EXERCISE GOAL:
Show each line in the rows below that contains the word "instance".

*** RECORD SET

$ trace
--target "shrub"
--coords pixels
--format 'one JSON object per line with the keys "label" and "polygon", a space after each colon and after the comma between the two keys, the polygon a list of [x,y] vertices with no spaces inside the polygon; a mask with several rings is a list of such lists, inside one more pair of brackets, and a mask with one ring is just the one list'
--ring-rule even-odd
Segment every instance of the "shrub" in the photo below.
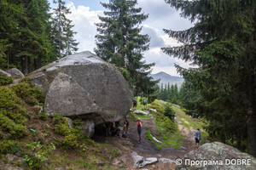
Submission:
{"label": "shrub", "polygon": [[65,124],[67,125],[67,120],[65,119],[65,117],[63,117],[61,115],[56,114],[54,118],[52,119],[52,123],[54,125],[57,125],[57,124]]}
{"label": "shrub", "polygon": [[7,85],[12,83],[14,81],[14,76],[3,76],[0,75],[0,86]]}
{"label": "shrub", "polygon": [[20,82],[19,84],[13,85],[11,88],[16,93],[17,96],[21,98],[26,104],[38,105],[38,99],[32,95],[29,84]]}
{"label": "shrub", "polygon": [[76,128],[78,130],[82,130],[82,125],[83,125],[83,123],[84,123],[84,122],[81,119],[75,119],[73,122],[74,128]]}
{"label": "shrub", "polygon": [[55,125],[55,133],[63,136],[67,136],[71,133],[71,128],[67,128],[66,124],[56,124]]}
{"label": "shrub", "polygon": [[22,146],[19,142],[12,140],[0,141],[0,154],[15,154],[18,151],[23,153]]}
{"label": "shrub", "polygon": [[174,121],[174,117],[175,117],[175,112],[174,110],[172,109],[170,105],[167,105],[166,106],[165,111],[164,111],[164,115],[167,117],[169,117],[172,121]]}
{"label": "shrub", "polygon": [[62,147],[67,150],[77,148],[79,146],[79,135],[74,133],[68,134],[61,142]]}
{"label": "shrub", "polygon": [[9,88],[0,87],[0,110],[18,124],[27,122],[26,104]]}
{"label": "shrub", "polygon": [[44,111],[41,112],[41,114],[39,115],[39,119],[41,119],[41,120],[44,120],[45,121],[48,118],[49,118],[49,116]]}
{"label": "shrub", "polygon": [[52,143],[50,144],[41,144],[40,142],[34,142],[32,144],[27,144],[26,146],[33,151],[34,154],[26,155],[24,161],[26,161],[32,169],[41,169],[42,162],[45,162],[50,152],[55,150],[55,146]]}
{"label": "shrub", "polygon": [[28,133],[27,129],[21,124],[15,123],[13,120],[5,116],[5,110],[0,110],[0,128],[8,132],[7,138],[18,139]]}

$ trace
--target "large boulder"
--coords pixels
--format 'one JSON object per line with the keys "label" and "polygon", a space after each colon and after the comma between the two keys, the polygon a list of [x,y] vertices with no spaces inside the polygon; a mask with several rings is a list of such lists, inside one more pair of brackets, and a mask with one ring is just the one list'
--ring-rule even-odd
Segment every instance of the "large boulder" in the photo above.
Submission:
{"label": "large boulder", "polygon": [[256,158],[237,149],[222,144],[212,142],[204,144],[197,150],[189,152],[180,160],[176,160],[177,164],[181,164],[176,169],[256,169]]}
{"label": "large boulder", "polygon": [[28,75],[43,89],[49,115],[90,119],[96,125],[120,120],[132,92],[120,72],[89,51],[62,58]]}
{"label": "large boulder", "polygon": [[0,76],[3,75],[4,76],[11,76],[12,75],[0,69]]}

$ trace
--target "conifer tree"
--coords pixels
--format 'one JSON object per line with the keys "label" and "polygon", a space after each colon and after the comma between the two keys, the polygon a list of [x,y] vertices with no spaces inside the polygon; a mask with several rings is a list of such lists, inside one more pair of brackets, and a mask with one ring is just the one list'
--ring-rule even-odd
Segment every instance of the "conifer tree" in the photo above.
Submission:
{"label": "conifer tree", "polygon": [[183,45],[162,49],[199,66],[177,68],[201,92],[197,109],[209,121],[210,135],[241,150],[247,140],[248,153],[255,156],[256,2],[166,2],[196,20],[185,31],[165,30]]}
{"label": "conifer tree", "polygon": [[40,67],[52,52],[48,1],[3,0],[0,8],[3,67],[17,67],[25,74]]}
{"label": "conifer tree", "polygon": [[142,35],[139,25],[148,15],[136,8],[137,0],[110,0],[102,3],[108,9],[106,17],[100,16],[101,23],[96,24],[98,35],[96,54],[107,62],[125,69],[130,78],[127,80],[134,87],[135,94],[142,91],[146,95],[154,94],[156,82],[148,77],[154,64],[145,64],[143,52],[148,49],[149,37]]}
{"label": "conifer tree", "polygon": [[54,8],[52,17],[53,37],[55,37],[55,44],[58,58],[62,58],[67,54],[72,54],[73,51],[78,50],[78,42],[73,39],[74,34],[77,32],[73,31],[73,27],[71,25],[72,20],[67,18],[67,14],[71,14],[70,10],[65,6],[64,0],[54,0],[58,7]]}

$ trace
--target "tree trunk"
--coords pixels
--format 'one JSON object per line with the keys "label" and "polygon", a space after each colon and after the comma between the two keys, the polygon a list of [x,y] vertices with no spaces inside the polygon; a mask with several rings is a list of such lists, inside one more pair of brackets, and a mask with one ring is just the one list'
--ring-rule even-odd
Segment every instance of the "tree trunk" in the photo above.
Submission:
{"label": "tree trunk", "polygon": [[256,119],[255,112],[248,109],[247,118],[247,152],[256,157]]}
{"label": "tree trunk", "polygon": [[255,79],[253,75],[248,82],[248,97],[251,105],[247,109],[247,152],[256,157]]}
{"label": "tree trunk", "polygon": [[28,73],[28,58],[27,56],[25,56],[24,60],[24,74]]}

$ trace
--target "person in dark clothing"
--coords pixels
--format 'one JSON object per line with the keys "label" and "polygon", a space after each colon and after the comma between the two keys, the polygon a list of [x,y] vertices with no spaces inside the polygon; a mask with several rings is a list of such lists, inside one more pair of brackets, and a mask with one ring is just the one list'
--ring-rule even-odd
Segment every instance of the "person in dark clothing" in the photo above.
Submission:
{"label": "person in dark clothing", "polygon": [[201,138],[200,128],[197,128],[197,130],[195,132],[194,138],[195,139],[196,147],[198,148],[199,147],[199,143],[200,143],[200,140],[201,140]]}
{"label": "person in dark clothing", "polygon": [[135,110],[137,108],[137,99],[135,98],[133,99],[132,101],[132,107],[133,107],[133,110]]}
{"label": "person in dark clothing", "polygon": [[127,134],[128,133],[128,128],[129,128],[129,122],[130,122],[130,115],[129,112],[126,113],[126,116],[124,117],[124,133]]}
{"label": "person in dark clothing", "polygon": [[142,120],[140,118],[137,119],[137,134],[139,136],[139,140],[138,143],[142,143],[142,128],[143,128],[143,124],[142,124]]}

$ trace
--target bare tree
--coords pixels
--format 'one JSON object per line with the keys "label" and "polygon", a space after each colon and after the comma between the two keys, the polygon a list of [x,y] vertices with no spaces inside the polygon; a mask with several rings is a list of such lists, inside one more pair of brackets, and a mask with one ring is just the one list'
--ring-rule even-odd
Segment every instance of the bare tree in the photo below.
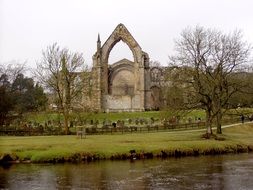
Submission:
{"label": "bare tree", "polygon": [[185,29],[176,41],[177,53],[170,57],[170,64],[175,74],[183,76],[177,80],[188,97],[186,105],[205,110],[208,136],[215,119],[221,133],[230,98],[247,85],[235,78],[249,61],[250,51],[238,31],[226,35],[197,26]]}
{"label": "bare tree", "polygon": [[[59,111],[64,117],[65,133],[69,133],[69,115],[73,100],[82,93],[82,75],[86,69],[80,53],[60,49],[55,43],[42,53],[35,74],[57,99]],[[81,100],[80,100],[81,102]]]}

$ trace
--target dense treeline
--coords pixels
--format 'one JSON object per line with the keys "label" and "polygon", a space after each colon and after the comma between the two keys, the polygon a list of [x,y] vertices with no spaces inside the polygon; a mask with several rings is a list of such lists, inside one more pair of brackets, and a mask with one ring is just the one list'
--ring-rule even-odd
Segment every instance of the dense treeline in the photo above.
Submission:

******

ANSWER IN FULL:
Segment every instance of the "shrub" in the photo below.
Segment every instance of the "large boulder" in the photo above.
Segment every instance of the "conifer tree" in the photo above.
Segment every instance of the "tree trunk" in the photo above.
Segment every instance of the "person in dark clothing" in the photo above.
Segment every instance of the bare tree in the photo below.
Segment every instance of the dense treeline in the photo above.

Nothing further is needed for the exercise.